◆ **GIVEN PROBLEM**
Render the lines of the material, from the line containing "cap. Write the coordinates, one line per instance." through the end of the material, inclusive, as a JSON list of strings with one string per line and no blank lines.

◆ **DATA PROVIDED**
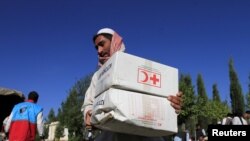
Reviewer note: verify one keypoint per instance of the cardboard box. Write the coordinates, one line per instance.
(134, 113)
(126, 71)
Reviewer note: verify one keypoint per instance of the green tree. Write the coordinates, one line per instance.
(70, 115)
(248, 95)
(237, 98)
(189, 110)
(201, 102)
(216, 95)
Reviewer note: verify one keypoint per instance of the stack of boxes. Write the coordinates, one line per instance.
(131, 96)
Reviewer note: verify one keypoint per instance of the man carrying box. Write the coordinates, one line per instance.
(107, 42)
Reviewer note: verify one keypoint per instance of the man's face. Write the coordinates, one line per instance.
(102, 45)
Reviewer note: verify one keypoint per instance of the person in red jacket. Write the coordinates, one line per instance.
(25, 120)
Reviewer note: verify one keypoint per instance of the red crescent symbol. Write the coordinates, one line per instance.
(146, 76)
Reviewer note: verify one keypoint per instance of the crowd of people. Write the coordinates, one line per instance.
(28, 115)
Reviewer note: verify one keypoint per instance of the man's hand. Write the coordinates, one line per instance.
(176, 101)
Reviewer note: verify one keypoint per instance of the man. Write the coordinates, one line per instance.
(25, 120)
(240, 119)
(227, 120)
(107, 42)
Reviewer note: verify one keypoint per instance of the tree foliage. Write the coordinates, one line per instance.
(69, 114)
(237, 98)
(216, 95)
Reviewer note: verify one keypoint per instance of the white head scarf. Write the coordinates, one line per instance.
(116, 42)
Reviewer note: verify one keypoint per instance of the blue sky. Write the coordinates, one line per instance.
(46, 45)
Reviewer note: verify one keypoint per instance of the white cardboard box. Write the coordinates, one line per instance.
(126, 71)
(134, 113)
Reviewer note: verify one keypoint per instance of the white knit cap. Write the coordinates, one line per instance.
(106, 30)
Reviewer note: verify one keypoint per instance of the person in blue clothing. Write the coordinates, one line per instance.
(25, 120)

◆ **TASK SOLUTION**
[
  "Reviewer note: verify one keypoint per instance of the white knit cap. Write the coordinates, one line per instance.",
  "(106, 30)",
  "Reviewer note: verify one keypoint per instance of the person in blue clothing. Write the coordinates, one line per instance.",
  "(25, 120)"
]